Supplied passage:

Opened 13 years ago
Closed 13 years ago
#612 closed defect (fixed)
XML files loaded by GeoNetwork may not be in UTF-8 charset and may fail to load
Reported by: | simonp | Owned by: | |
---|---|---|---|
Priority: | major | Milestone: | v2.7.0 |
Component: | General | Version: | |
Keywords: | Cc: |
Description
Some XML files have not UTF-8 chars in them - usually WINDOWS-1252 because these are often pasted into metadata fields from Microsoft apps. The user doesn't realize that the XML file is then no longer UTF-8 and receives strange errors such as 'Error on line 118 of document file:/home/simon/bioreg-test/caab37020028.xml: Invalid byte 2 of 3-byte UTF-8 sequence' when they try to load the XML file into GeoNetwork.
GeoNetwork needs to detect the character set of file content and convert to UTF-8 before attempting to load. Can do this using charset detectors often used in browsers. There is a patch attached which adds the mozilla juniversalcharsetdetector to the loadFile method in the Jeeves utils/Xml.java class. A system property (jeeves.filecharsetdetectandconvert) must be set to enable charset detection and conversion (it is disabled by default or if missing).
Attachments (1)
Change History (2)
by , 13 years ago
Attachment: | charsetdetector.patch added |
---|
comment:1 by , 13 years ago
Resolution: | → fixed |
---|---|
Status: | new → closed |
Committed in svn rev 8287

Dataset entries:
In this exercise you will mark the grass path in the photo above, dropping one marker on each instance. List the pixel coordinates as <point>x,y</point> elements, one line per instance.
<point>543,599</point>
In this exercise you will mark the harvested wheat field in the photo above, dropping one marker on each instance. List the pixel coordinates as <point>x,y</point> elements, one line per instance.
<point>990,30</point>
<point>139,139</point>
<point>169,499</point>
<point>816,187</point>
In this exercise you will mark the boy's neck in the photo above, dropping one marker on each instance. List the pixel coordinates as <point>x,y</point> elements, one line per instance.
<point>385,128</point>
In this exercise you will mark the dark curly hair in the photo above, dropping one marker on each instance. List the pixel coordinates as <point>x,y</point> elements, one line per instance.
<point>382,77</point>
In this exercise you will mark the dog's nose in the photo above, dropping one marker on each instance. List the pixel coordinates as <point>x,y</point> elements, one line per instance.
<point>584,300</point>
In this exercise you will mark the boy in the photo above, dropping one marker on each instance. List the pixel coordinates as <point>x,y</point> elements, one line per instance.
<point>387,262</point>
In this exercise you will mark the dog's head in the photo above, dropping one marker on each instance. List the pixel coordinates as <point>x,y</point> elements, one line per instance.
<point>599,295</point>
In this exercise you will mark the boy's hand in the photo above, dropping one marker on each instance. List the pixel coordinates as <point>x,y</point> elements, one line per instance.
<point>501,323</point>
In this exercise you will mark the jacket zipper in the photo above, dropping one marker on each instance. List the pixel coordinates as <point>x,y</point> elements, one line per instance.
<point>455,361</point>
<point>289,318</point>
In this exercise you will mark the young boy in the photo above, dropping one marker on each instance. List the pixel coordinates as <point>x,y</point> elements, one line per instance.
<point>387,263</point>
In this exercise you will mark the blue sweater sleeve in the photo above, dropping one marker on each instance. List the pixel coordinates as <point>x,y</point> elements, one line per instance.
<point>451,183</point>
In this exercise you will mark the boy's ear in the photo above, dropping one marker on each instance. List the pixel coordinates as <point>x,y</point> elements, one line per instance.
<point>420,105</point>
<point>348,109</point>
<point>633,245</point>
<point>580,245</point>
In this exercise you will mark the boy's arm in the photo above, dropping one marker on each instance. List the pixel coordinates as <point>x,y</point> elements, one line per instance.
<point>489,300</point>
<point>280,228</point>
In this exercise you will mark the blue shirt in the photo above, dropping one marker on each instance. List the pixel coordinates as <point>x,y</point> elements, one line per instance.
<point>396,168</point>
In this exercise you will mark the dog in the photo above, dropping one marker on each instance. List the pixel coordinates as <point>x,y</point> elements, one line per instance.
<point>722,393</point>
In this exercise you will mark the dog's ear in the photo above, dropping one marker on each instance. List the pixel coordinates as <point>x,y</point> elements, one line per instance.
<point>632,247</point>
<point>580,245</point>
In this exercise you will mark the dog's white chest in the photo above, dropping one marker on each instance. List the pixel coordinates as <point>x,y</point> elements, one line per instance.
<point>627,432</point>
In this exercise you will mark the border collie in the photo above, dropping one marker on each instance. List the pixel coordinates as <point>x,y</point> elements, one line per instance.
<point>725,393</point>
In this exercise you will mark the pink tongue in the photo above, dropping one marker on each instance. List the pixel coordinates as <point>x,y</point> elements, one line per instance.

What you should do:
Answer these from the GeoNetwork charset ticket:
(a) Which character set do the non-UTF-8 characters usually belong to?
(b) Which system property must be set to enable charset detection and conversion?
(c) In which svn revision was the fix committed?

Solution for this exercise:
(a) WINDOWS-1252
(b) jeeves.filecharsetdetectandconvert
(c) Revision 8287